▸ **Exercise 1**
Reproduce the part of the duty-to-warn text that opens with "Permissive Laws: Allow" and closes with "you practice in.".
▸ **Exercise 2**
Write what comes next in the duty-to-warn text, picking up after its final sentence.

▸ **Source text**
● ● ● ● ●
Duty to Warn
Key Takeaways:
The "duty to warn" is a legal obligation for mental health professionals to disclose confidential information if necessary to protect others from harm. It varies based on state laws and professional guidelines.
Permissive Laws: Allow disclosure at the professional's discretion when there’s a substantial risk of harm. These laws often depend on clinical judgment and may not require identifying a specific victim.
Mandatory Laws: Require disclosure under specific conditions, such as an explicit threat to a reasonably identifiable victim (e.g., Massachusetts).
Aligning legal, ethical, and client considerations is ideal but challenging. Consulting a knowledgeable attorney can help navigate complex or unclear situations effectively.
What exactly is a “duty to warn”, when does it apply, and how do you know if it has been triggered? This will depend on who you ask, and what state you practice in.
Psychologists for example have the APA Ethics Code Standard 4.05(b) which says in part that they may only disclose confidential information without consent of an individual if mandated by law . . . “to protect the client/patient, psychologist, or others from harm”. Similarly, the National Association of Social Workers (NASW) Code of ethics states that breaching a client's confidentiality and right to privacy, without first obtaining a client's informed consent, should be done only for "compelling professional reasons”. The NASW further instructs social workers to “ make a responsible effort to resolve [conflicts between ethical obligations and laws or regulations] in a manner that is consistent with the values, principles, and standards expressed in [the] Code. If a reasonable resolution of the conflict does not appear possible, social workers should seek proper consultation before making a decision”.
Now, this guidance is helpful though it seems like just fancy ways of saying “don’t disclose confidential information without consent of the client, unless the law says you have to”. Ultimately the best case scenario would be for your ethical obligations, the client’s preferences and privacy rights, and the legal requirements to align. That isn’t always the case, but a lawyer's job is to get it as close as possible. This way both you and the client are protected. It is well worth consulting an attorney when you run into situations that don’t neatly fit into one solution.
● ● ● ● ●
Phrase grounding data
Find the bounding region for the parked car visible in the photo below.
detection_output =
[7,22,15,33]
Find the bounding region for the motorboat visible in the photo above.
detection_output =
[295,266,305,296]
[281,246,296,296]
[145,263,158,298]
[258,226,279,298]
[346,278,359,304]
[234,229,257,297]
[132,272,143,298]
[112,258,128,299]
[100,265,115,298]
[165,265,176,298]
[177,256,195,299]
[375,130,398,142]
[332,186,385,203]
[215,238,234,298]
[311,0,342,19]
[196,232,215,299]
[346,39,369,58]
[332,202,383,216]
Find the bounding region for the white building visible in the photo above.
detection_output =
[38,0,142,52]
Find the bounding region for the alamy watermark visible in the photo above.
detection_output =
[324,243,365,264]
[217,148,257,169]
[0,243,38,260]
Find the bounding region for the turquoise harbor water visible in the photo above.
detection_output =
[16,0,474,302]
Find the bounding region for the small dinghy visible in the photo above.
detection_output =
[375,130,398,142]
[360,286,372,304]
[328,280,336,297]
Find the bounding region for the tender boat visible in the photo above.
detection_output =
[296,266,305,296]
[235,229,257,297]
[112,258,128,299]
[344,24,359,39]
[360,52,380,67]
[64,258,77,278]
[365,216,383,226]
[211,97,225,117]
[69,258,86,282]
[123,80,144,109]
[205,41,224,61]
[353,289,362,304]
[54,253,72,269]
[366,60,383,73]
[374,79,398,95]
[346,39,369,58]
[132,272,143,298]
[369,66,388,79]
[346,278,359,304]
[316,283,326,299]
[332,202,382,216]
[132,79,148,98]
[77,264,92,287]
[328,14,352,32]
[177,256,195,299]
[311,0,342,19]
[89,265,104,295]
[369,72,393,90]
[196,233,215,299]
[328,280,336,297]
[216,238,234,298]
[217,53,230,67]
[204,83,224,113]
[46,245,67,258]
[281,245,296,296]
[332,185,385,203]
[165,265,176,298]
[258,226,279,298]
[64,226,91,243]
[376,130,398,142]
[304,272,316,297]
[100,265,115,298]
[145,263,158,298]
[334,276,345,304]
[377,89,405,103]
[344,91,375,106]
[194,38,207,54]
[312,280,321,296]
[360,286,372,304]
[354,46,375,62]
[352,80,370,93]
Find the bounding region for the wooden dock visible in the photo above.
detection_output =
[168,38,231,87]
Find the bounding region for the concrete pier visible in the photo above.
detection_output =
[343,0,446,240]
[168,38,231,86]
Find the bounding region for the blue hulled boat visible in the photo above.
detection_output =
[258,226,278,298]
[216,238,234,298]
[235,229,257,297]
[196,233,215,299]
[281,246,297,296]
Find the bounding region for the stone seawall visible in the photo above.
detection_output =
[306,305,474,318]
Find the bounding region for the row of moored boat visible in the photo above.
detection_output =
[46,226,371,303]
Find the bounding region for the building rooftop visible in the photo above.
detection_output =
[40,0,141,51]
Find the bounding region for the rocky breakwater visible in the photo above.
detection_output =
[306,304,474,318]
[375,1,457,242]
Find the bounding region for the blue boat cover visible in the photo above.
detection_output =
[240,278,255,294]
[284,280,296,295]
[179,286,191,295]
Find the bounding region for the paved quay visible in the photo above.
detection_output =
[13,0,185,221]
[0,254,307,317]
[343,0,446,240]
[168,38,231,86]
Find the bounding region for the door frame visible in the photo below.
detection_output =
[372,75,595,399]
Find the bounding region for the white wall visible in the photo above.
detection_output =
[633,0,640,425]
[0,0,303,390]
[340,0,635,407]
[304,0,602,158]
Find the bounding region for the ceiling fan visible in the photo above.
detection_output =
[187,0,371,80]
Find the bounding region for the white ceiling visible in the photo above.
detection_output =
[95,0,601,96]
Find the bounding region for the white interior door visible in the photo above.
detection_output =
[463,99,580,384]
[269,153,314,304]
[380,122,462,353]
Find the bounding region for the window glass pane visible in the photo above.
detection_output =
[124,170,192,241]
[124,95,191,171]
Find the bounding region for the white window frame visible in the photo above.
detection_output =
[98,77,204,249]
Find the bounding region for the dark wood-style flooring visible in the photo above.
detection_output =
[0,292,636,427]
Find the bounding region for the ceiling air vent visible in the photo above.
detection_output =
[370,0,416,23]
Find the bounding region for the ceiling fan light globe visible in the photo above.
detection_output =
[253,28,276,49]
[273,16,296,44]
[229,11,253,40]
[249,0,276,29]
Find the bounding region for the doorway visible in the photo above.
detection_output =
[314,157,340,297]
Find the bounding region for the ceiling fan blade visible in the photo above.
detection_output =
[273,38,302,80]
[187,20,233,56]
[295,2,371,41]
● ● ● ● ●
▸ **Task response 1**
Permissive Laws: Allow disclosure at the professional's discretion when there’s a substantial risk of harm. These laws often depend on clinical judgment and may not require identifying a specific victim.
Mandatory Laws: Require disclosure under specific conditions, such as an explicit threat to a reasonably identifiable victim (e.g., Massachusetts).
Aligning legal, ethical, and client considerations is ideal but challenging. Consulting a knowledgeable attorney can help navigate complex or unclear situations effectively.
What exactly is a “duty to warn”, when does it apply, and how do you know if it has been triggered? This will depend on who you ask, and what state you practice in.

▸ **Task response 2**
So what does the law say? A “duty to warn”, as it’s understood today, was first established by a California Supreme Court case in 1976. Tarasoff v. Regents of the University of California set the precedent ruling that psychotherapists have a duty to warn a potential victim when the professional believes there is a clear danger to a third party even if this means breaching the client's confidence. The California Supreme Court concluded: "The protective privilege ends where the public peril begins." This case triggered passage of “duty to warn” or “duty to protect” laws in almost every state. There are two types of these laws: permissive and mandatory.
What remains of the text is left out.